Set out exactly, line by line, the stretch of data below that begins at the line containing "positive clicks: (254, 118)" and ends at the line containing "positive clicks: (263, 120) (232, 88)", with both ends kept.

####################

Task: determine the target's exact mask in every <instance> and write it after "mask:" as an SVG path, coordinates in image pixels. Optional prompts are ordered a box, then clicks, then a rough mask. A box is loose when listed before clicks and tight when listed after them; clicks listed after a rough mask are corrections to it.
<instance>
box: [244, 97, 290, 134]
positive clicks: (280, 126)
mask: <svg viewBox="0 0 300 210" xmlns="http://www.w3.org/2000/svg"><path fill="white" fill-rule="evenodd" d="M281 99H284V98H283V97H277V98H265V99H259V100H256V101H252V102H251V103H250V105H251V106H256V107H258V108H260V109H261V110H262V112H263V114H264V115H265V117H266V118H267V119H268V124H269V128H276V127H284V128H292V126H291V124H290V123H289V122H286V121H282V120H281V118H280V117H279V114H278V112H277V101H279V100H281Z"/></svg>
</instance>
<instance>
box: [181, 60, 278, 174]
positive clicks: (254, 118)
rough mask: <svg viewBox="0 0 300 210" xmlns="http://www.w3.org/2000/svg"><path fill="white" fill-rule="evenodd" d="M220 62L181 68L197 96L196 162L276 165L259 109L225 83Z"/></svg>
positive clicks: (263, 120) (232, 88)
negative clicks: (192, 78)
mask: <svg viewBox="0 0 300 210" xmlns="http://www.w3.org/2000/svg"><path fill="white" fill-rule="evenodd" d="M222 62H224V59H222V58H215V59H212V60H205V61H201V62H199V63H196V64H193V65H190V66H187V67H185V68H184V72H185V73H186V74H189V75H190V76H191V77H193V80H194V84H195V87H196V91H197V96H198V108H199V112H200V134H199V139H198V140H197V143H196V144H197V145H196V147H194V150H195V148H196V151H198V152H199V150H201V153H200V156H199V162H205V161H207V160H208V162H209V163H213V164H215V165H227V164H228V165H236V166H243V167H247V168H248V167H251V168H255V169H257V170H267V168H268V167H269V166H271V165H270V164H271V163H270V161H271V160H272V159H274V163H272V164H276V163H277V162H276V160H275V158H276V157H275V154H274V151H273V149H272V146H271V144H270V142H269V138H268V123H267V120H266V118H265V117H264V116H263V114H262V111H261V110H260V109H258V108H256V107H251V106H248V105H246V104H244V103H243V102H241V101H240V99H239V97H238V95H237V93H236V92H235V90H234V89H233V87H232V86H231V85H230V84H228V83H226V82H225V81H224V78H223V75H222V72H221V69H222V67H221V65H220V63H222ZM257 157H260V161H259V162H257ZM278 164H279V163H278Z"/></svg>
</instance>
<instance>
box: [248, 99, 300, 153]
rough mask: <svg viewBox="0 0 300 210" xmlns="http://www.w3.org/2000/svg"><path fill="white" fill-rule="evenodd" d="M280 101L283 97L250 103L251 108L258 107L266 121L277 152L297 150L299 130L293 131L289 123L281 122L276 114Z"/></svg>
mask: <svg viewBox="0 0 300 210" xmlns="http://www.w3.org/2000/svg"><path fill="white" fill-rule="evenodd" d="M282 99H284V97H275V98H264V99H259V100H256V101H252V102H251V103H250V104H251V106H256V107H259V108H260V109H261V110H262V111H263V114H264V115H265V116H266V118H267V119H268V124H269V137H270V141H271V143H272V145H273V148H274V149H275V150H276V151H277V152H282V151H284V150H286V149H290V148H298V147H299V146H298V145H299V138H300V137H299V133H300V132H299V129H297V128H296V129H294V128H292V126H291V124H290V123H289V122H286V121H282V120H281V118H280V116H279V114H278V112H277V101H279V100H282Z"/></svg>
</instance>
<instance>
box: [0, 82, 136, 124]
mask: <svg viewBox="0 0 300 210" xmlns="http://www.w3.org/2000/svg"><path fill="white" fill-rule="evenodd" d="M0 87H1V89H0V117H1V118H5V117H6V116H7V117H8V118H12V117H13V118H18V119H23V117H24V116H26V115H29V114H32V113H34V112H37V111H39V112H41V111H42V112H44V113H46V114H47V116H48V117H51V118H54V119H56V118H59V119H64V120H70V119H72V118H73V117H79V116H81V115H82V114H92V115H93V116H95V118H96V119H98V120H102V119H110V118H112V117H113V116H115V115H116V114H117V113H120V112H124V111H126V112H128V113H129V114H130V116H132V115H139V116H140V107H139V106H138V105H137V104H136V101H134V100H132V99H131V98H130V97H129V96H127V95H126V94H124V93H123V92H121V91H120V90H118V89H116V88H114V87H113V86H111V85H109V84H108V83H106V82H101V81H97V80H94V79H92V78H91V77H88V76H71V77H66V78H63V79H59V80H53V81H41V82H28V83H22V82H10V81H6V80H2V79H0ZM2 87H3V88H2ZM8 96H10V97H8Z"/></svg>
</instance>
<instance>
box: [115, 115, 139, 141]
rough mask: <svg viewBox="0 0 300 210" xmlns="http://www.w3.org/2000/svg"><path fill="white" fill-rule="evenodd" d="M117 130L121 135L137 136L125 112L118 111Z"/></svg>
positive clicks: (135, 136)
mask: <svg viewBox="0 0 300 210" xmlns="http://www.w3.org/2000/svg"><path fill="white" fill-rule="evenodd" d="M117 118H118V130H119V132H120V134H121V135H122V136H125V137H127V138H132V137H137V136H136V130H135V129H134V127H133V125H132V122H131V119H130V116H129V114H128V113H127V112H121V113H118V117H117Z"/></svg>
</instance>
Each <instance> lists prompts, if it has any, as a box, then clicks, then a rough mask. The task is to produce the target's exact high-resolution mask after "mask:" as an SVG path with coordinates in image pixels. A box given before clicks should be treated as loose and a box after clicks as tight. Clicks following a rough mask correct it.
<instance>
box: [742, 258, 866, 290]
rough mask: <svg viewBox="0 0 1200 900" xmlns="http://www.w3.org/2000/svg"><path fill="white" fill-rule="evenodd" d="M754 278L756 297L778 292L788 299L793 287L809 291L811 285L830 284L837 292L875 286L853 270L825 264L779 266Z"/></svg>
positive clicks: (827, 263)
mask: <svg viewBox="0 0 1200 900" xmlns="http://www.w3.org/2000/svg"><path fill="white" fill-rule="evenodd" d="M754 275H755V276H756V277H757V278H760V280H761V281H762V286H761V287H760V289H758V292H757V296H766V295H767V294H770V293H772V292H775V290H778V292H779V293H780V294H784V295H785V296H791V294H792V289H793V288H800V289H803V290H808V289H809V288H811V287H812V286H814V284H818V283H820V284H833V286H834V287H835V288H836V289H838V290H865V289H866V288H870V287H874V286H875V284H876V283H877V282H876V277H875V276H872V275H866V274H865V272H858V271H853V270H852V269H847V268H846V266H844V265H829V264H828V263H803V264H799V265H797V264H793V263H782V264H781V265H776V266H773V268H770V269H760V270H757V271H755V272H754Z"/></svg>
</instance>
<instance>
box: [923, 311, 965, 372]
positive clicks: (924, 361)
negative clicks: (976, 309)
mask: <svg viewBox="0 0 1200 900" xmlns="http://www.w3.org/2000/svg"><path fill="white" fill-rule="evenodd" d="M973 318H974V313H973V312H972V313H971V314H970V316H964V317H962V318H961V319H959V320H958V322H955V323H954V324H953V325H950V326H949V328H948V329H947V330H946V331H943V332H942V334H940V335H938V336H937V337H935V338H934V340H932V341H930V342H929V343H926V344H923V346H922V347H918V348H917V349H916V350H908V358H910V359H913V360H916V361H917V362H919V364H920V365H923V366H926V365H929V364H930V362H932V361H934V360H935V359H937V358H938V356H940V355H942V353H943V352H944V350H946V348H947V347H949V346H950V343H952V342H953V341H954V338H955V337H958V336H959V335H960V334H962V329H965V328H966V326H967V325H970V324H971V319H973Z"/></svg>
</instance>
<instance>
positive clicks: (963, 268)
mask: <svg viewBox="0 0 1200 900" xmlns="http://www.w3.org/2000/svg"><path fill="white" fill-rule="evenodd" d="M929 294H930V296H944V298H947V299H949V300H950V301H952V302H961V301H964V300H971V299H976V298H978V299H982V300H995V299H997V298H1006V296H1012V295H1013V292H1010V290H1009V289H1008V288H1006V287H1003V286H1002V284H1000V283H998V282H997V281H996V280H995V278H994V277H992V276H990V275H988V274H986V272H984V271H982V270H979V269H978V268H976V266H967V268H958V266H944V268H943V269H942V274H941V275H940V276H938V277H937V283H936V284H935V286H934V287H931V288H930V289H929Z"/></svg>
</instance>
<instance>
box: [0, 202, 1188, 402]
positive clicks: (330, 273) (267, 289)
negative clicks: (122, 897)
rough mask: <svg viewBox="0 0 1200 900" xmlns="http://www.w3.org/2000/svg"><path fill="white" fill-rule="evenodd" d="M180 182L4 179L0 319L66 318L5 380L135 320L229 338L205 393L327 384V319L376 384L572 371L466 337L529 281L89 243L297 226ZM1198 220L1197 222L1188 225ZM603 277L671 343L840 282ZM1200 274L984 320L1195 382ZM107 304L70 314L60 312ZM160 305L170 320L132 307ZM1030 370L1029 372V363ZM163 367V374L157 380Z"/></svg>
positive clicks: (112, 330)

####################

* **EXERCISE SOLUTION**:
positive clicks: (254, 118)
rough mask: <svg viewBox="0 0 300 210" xmlns="http://www.w3.org/2000/svg"><path fill="white" fill-rule="evenodd" d="M220 62L181 68L197 96L196 162L276 165L259 109L225 83Z"/></svg>
positive clicks: (263, 120) (232, 88)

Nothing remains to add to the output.